What you need to do: Below are some records; copy them word for word and drop the pictures.

Data to process:
_ _ _

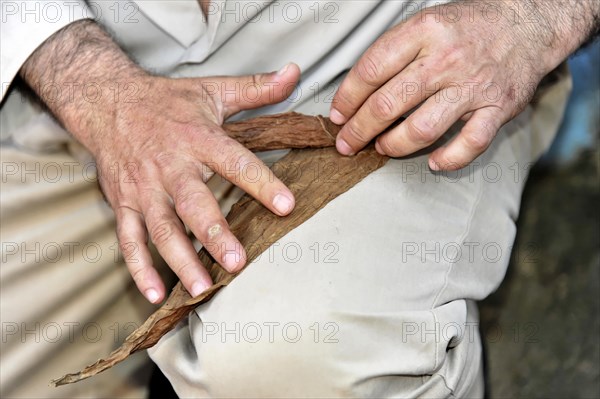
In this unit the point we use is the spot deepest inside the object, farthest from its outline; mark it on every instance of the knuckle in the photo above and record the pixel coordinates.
(388, 146)
(163, 160)
(383, 106)
(355, 133)
(419, 131)
(162, 232)
(367, 70)
(138, 274)
(476, 141)
(186, 201)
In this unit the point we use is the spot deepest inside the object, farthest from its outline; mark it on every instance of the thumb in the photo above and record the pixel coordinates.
(238, 93)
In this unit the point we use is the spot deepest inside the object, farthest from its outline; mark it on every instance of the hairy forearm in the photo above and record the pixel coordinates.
(556, 27)
(78, 74)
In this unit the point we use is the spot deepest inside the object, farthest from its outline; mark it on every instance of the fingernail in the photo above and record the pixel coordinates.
(434, 165)
(151, 295)
(282, 204)
(336, 117)
(198, 288)
(343, 147)
(231, 260)
(283, 69)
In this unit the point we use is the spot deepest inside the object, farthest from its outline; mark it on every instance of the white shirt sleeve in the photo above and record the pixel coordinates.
(27, 24)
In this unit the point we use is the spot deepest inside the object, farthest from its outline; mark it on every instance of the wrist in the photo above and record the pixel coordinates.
(82, 76)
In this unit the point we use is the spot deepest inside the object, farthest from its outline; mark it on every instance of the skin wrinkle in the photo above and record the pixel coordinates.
(512, 50)
(158, 138)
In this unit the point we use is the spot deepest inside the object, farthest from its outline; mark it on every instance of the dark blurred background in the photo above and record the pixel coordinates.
(541, 328)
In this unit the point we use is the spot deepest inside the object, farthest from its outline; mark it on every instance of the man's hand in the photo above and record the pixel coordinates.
(478, 61)
(156, 148)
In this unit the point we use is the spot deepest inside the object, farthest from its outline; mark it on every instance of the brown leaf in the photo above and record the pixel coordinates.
(315, 176)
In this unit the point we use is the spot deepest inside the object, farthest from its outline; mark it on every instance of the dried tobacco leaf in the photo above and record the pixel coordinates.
(315, 176)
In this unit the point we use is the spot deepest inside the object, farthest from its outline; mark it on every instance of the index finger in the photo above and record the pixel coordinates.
(388, 56)
(241, 167)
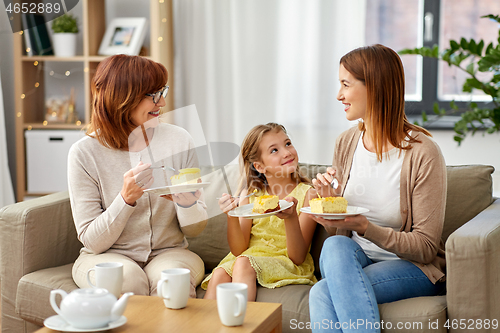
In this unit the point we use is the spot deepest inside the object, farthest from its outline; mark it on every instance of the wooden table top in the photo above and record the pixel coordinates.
(149, 314)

_ _ _

Answer to this task:
In this unit the point we use is the spot deepest inside the object, farthest from its outline; mark it on every instance of the knuckle in the photo above and record the pixel coordinates.
(388, 146)
(163, 160)
(383, 106)
(355, 133)
(419, 131)
(162, 232)
(367, 70)
(138, 274)
(476, 141)
(186, 201)
In this unit the point we use is the spot deepest inside the object, farthest from its outline; mark it on every instance of the thumb in the photo above and record the pixel coordinates.
(238, 93)
In this unit the point we use is the spot deepest inside the object, farthest from its outline; mark it on every instance of the hairy forearm in the photo above and record the pixel coordinates.
(556, 27)
(78, 74)
In this unit the point we use is the spot deepest inside the object, farthest from its outline; mark it on every instance of the fingernail in the photo above and record the pixel coordinates.
(434, 165)
(151, 295)
(282, 204)
(336, 117)
(198, 288)
(343, 147)
(231, 260)
(283, 69)
In this unit the point we use is the spot deepest inside the object, farthest from its outline; mark it on every instance of the white shirt sleeve in the photo above and record the pixel coordinates.
(27, 24)
In this unit the point we use is the spot deepest inside the object, farthest from its outline; mark it on every instance of the wrist in the photo above and record the pixel coordinates.
(82, 76)
In this unit the point we use is the spot deepest inside the object, farthest from its outline; mark it on every instance of the skin wrinkle in the photo above and record the pixel coordinates.
(512, 50)
(158, 138)
In this unit the point we use is the spot deepest inside the object, farthest from its outline; mark it on every instance of the dark blurred background in the photo above and record the pixel coordinates.
(541, 328)
In this unit the point we use is the spot deepest inside the object, farthest from its outline; mark it on every instance of the man's hand in the photo above and record the pixel coordinates.
(478, 61)
(156, 148)
In this unit the point we use is the spot deepest inside the object, farthest from its outline; mark it on every instance of the brown leaf in the photo above and record the pixel coordinates.
(315, 176)
In this unit the point we use is the spot deepest inside the object, farthest from its outline; mark it on every instance of the dried tobacco leaf in the photo above and record the pixel coordinates.
(315, 176)
In this unit the point we use is the spot deepest inside the object, farthest from its outline; mark it on every instance of the index finger in the photo above and record the pixel coordinates.
(388, 56)
(241, 167)
In this unit the point we use is the spot deepest inside the object, farthest from its outline; mark it on every instance of the wooden table top in the photo above and record the pixel coordinates.
(149, 314)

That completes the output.